[Problem description]
Write out, word for word, the part of the listing below that opens with the line containing "football. Return a box per instance." and closes with the line containing "black shoe. Return a box per instance.", keeping both of those lines and adding no others.

[Input data]
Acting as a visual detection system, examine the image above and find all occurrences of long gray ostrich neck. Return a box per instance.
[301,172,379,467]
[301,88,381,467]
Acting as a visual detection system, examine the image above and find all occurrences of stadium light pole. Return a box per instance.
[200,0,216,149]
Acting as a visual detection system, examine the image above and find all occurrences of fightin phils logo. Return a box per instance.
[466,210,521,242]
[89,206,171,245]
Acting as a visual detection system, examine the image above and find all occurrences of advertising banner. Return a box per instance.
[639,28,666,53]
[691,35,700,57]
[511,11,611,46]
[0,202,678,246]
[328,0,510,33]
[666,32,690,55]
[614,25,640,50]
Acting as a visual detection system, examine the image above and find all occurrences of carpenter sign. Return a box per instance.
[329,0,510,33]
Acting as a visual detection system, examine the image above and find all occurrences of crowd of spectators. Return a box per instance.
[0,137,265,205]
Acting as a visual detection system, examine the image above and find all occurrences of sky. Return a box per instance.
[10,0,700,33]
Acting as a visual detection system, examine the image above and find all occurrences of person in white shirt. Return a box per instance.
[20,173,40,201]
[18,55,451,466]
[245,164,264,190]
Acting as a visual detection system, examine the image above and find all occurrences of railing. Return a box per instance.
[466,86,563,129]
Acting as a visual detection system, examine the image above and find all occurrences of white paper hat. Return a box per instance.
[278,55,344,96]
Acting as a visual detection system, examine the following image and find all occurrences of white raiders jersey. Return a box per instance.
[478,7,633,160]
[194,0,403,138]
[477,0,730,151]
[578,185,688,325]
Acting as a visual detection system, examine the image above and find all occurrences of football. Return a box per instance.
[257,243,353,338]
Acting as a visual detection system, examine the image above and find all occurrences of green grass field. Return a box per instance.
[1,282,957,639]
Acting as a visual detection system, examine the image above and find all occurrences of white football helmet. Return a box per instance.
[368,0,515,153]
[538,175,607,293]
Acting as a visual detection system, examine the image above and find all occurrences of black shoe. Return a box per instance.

* * *

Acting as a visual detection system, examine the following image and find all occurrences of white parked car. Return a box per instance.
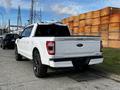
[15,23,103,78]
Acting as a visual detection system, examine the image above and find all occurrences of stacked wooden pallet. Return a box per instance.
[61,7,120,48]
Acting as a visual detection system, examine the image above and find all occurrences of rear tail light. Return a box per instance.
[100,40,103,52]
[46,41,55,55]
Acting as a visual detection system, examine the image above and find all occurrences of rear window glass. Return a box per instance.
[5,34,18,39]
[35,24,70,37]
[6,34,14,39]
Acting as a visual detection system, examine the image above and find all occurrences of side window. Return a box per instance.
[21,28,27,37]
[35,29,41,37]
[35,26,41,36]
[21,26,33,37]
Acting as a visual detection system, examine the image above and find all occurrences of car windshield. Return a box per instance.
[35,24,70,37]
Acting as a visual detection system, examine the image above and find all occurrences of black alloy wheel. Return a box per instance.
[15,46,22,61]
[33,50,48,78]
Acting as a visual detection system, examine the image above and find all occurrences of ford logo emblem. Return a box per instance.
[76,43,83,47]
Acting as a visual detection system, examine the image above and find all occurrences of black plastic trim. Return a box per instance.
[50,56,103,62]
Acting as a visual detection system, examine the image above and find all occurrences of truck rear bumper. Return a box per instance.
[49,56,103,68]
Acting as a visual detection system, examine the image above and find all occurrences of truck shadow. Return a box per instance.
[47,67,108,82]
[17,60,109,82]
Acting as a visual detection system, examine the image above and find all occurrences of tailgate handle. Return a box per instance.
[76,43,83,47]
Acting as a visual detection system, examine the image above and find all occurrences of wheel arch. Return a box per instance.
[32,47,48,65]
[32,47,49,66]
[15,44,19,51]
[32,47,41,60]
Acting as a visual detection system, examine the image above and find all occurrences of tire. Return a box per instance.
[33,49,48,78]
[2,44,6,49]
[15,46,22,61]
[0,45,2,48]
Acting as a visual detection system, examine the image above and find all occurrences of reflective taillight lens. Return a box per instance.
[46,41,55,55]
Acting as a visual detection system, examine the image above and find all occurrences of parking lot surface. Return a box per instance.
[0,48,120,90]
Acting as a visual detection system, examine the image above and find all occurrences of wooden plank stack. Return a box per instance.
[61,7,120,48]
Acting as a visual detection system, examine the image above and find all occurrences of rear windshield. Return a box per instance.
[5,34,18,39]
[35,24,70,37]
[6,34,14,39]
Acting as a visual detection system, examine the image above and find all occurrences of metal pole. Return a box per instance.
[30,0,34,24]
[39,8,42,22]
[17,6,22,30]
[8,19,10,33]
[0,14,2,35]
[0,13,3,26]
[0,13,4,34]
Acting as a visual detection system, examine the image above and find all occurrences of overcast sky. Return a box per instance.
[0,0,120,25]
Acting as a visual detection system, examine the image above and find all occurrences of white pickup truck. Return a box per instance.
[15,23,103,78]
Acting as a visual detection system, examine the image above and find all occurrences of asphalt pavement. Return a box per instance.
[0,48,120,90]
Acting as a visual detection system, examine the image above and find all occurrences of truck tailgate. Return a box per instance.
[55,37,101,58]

...

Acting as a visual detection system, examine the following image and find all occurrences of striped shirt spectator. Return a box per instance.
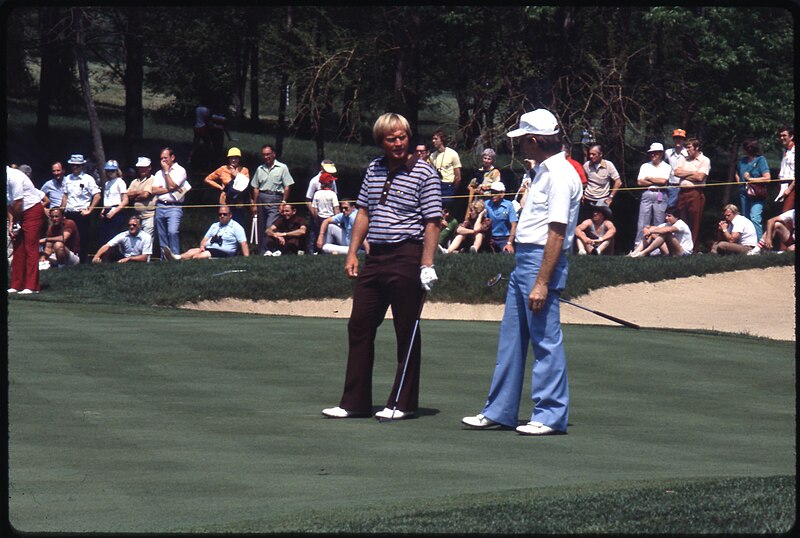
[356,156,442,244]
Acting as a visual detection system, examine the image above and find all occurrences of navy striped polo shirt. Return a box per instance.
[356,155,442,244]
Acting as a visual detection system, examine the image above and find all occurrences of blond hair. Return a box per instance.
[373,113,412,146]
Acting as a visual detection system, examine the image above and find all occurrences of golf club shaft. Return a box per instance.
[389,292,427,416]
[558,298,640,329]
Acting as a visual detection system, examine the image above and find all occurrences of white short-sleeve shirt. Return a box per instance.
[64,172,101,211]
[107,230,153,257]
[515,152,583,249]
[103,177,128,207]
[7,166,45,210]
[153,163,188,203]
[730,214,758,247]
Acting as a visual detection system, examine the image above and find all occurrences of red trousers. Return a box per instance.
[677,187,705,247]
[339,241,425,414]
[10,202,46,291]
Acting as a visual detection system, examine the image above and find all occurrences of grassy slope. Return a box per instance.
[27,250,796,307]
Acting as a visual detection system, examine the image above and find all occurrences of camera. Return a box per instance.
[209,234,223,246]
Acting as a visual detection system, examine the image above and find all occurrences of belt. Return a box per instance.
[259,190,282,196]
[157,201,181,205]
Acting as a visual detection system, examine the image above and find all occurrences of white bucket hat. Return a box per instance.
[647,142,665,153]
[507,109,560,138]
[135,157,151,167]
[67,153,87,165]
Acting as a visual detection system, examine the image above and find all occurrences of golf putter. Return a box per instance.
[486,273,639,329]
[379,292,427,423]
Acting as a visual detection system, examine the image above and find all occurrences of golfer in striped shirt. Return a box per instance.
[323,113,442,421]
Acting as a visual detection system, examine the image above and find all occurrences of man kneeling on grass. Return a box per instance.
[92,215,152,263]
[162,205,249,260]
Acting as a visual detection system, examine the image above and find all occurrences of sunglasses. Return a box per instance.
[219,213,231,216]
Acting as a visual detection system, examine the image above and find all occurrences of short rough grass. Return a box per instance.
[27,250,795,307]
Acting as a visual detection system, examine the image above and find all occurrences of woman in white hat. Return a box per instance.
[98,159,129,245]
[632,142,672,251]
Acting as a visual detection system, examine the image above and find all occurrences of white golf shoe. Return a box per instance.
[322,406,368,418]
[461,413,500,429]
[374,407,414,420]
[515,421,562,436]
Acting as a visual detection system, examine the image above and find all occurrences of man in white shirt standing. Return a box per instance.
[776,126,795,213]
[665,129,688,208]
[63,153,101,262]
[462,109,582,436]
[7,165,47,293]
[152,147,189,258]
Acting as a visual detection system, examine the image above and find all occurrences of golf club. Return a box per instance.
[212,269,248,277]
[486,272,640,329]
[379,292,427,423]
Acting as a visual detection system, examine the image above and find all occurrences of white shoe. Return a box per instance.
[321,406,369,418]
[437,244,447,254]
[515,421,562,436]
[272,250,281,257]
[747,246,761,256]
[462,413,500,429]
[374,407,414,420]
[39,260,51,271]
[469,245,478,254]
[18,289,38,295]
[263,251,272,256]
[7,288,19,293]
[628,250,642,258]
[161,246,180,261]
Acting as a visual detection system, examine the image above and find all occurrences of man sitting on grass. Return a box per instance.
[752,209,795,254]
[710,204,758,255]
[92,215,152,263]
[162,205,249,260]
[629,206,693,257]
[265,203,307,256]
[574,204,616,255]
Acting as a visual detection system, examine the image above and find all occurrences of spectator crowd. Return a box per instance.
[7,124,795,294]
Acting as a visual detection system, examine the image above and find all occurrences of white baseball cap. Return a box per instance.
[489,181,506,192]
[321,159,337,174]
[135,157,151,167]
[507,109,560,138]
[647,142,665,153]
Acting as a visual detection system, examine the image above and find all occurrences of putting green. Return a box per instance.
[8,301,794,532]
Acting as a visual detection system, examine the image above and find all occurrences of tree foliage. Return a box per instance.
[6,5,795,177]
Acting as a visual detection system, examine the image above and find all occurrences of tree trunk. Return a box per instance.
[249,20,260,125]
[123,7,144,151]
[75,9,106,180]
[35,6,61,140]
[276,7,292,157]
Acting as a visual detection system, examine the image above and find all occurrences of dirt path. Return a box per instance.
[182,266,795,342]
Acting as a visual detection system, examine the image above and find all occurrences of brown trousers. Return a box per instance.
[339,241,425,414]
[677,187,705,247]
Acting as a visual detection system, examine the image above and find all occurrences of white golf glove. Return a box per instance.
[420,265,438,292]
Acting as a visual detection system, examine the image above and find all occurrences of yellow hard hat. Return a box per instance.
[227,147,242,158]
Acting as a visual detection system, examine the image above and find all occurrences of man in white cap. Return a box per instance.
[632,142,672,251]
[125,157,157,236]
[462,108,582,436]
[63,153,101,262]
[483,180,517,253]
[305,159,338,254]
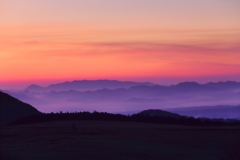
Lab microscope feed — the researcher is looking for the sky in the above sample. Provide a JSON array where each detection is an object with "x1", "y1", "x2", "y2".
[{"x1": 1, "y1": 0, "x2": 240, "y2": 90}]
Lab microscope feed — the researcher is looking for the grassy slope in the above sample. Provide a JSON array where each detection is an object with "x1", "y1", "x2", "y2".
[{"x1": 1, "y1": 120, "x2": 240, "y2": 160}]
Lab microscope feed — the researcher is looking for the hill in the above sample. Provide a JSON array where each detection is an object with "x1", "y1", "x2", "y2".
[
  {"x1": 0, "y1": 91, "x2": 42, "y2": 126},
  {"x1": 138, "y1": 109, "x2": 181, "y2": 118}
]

[Written solution]
Acting as a visual detection system, examine the image above and find all occurrences of football. Return a box per instance.
[257,243,353,338]
Acting as a visual detection system, examine the image above and find all occurrences of green grass field. Return a box per instance.
[1,282,957,639]
Acting as a visual detection system, examine the image above and find all occurrences of white football helmet. Return a box per instance.
[368,0,515,153]
[538,175,607,293]
Acting as a visual detection system, examine the image above and find all occurrences of black shoe. Return a box per instance.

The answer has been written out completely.